Задание — Перепишите отрывок статьи о неолиберализме от слов «В.М.: Однако какова» до слов «и действующего классов?» включительно, заменив «конфигурация» на «структура».

Статья —
- - - -

В.М.: Однако какова стоящая за этой ситуацией социальная логика? Что за конфигурация современного общества задает это разделение мыслящего и действующего классов?

Б.К.: ...мыслящего уже-не-класса и действующего еще-не-класса, так бы я сказал. Мне кажется, здесь сошлось несколько разных логик.

Во-первых, это логика неолиберализма — логика фрагментации. Надо сказать, что неолиберализм оказался на редкость устойчивым и успешным явлением именно в тех сегментах, где он, как кажется, терпит поражение. Я имею в виду, что гегемония господствующей идеологии и инерция в этих сегментах настолько велики, что там продолжают воспроизводиться даже очевидно неработающие механизмы, правила, нормы, поступки и политические решения. В этом смысле неолиберализм за время своего существования не только укрепил свою социальную базу, но и расширил и обновил ее за счет фрагментации и образования ниш, которые рыночно необоснованы и не оправдывают себя, но с точки зрения неолиберализма могут быть успешными. Так, если вы каким-то образом сможете доказать успешность создаваемого вами сегмента при конкурировании со всеми остальными, вы сможете получить поддержку, найти нерыночные источники существования — гранты, госсубсидии — и даже защиту от рынка. И в этом смысле логика неолиберализма — это даже не логика рынка, а в большей степени логика разобщения. Ведь рынок имеет как механизмы соединения, так и механизмы разобщения, это и механизм сотрудничества, и механизм конкуренции. Неолиберализм здесь, как ни парадоксально, не то чтобы является антирыночным, но поддерживает одну сторону рыночного процесса в ущерб другим сторонам, и речь идет не просто о социальных процессах, но и о самом рынке. То есть он выделяет конкурентную сторону рынка, полностью разрушая его интегрирующе-кооперативный потенциал.

- - - -

Выдержки из набора —
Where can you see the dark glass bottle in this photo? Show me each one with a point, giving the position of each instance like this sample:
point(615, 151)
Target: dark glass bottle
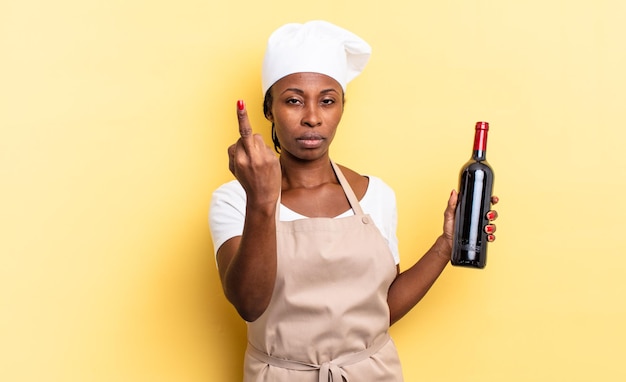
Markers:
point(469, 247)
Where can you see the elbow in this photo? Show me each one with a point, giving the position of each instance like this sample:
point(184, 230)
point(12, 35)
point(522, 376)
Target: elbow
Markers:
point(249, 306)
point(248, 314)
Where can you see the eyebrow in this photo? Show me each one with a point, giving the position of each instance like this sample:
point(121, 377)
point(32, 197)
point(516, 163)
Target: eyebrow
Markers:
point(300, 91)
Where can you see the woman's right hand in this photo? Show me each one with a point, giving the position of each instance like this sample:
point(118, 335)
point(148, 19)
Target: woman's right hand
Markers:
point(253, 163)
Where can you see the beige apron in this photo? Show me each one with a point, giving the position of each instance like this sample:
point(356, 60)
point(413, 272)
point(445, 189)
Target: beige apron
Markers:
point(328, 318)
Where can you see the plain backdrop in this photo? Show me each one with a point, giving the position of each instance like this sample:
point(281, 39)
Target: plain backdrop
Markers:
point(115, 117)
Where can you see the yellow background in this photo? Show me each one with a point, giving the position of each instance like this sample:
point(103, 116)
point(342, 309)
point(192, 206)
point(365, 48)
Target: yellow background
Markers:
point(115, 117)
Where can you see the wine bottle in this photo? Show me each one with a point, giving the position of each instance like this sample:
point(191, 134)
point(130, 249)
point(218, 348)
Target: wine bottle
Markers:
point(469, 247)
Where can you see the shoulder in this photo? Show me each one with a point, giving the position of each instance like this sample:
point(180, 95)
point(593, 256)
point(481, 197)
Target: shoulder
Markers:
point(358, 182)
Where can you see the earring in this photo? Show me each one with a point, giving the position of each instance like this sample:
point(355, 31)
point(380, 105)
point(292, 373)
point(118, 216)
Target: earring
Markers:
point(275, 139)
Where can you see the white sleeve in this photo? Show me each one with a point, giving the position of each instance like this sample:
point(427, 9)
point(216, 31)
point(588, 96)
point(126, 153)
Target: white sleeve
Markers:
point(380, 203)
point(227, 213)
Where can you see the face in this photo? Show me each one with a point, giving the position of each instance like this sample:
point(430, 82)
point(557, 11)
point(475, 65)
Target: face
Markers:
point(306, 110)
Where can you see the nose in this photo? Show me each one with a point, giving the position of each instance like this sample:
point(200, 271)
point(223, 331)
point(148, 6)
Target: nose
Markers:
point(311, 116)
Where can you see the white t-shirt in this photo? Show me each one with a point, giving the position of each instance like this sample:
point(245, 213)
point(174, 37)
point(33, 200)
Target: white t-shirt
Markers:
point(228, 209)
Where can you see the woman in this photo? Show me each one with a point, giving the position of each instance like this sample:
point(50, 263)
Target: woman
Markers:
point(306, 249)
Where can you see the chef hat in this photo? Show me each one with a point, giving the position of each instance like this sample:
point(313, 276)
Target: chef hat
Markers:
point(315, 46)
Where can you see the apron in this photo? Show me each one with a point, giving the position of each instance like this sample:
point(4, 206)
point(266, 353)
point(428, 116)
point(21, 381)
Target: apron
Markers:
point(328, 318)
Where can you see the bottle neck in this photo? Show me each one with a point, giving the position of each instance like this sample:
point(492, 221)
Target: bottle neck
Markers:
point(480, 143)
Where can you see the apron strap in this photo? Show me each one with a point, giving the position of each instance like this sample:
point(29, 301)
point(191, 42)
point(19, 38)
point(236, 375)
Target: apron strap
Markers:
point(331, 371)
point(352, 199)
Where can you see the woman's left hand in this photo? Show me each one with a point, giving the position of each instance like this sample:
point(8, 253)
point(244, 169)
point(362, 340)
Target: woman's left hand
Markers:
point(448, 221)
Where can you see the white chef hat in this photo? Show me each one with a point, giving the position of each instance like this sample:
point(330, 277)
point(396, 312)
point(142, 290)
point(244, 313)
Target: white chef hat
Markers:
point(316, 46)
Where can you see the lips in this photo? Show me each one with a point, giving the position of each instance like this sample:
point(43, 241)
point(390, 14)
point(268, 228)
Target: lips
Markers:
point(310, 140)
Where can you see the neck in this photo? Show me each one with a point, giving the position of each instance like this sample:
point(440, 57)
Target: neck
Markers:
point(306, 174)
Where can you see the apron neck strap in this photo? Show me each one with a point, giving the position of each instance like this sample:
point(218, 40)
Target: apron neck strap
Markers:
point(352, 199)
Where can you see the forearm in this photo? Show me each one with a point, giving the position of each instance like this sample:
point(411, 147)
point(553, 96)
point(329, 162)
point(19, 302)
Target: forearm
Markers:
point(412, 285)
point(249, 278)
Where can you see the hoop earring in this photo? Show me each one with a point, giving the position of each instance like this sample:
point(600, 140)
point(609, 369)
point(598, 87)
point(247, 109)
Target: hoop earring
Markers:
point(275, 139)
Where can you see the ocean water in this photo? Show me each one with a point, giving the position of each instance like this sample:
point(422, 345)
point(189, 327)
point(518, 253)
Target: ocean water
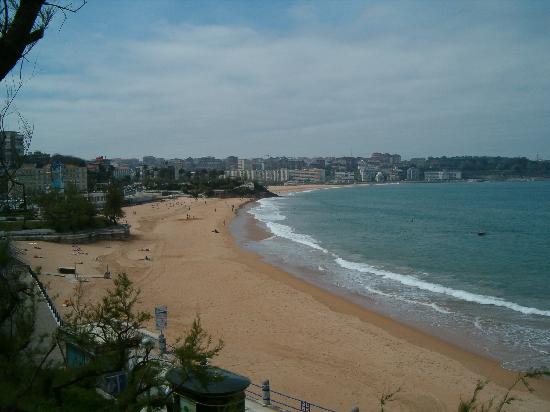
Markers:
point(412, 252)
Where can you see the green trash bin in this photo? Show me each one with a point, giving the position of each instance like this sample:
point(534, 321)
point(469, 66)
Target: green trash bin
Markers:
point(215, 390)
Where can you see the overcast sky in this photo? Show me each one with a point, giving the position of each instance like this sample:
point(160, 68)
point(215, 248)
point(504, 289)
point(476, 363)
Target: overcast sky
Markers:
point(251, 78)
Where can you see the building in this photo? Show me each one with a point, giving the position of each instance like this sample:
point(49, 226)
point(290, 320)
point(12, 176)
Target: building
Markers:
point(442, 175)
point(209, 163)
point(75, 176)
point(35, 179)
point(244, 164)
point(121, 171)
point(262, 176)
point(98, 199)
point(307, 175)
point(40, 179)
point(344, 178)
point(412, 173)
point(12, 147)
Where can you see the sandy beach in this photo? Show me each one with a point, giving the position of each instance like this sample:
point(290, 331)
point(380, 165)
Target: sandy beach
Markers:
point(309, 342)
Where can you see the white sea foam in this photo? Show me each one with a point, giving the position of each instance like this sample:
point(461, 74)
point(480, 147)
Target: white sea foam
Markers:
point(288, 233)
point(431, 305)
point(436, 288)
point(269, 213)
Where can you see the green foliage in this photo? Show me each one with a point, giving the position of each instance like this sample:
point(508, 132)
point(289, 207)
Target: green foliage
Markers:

- - - -

Выполненное задание —
В.М.: Однако какова стоящая за этой ситуацией социальная логика? Что за структура современного общества задает это разделение мыслящего и действующего классов?